#### THE DATA

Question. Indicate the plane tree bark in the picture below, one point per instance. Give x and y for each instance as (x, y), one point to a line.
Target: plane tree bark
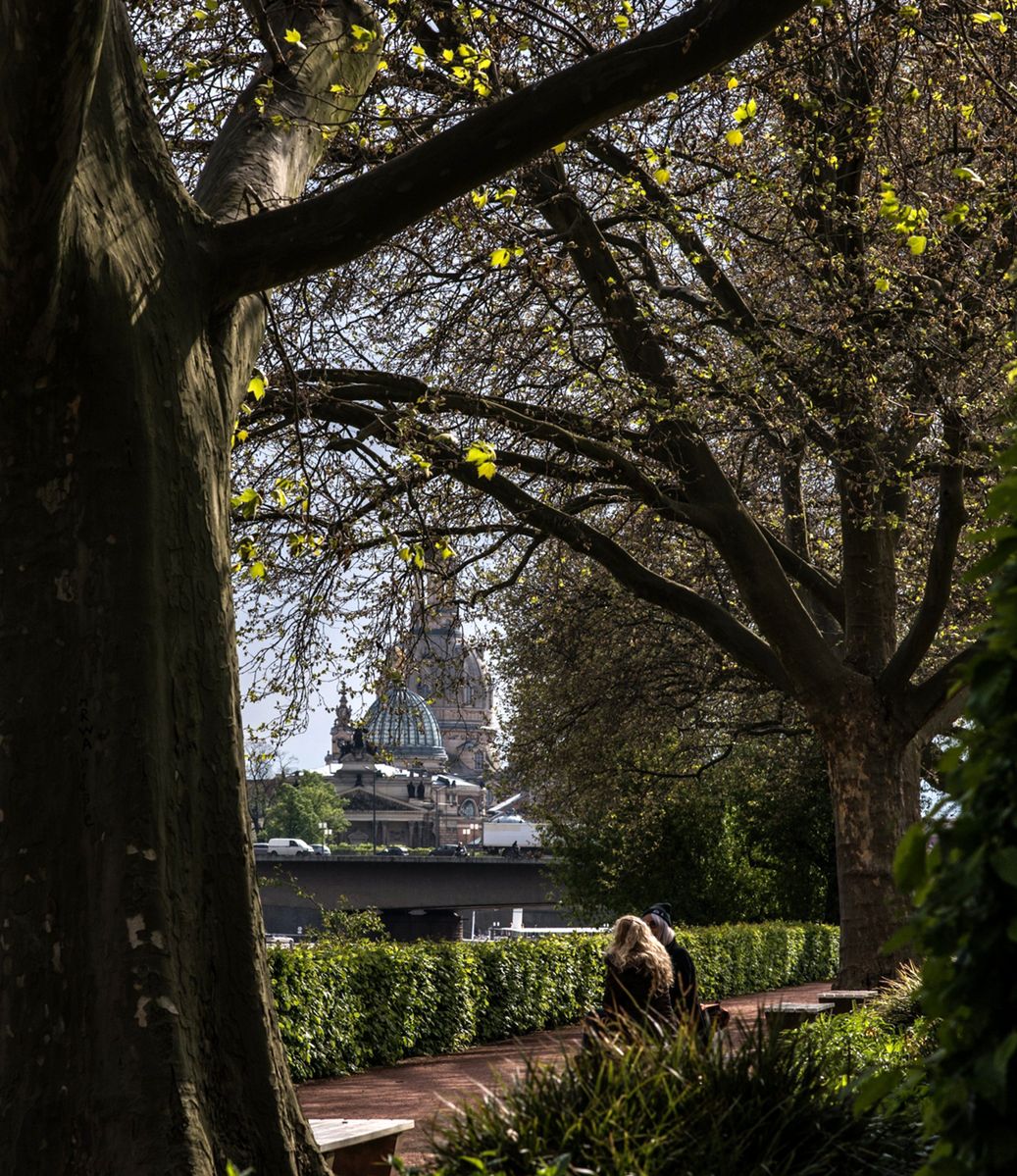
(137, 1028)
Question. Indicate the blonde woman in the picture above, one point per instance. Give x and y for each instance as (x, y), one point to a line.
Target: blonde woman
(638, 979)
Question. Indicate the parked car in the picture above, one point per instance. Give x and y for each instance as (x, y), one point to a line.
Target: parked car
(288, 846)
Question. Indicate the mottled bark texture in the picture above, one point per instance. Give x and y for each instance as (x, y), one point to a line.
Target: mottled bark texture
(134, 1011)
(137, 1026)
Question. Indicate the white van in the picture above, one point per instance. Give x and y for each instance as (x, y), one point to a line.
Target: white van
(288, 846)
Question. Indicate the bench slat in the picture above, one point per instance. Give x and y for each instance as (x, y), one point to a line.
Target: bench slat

########

WHAT IS EXPECTED -> Which lines of the data contain the string "Indicate"? Copy each one.

EXERCISE SOLUTION ->
Question. Indicate the plane tree bark in the picture below, one point per instance. Give x and y for each instance as (x, y), one point to a line.
Question. Indicate the blonde woman in the picture above, one point per instance. Give x and y for each instance as (x, y), one point to a line.
Question. Indicate the parked car in the picture above, one point per instance. Give x and y for each instance as (x, y), one point to a line.
Question. Indicate the mottled bark texture in the picture above, one point per instance. Give x and y for each instance as (x, y), one point to a line.
Question. Indicate the white van in the picture above, one point per instance. Give x and y for each instance as (x, y), one point to a line.
Question. Indicate the bench slat in the picture above, one point per instance. Give x and y for each instance as (x, y), one point to a line.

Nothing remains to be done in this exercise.